Problem to solve:
Copy out, from the data, each line containing the string "clump".

Records for the exercise Block Start

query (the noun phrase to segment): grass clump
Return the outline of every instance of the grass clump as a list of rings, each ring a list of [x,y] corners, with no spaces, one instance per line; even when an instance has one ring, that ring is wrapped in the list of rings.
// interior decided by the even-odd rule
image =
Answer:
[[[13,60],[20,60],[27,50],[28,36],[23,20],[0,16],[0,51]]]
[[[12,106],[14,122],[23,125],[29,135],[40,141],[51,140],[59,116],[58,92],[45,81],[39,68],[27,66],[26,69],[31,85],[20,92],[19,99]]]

Records for the exercise Block End

Response to this task:
query (the noun phrase to segment): grass clump
Return the outline of every instance of the grass clump as a list of rings, each ring a list of [x,y] corners, with no spaces, one instance per line; even when an instance has one ring, that ring is wrapped in the list of rings.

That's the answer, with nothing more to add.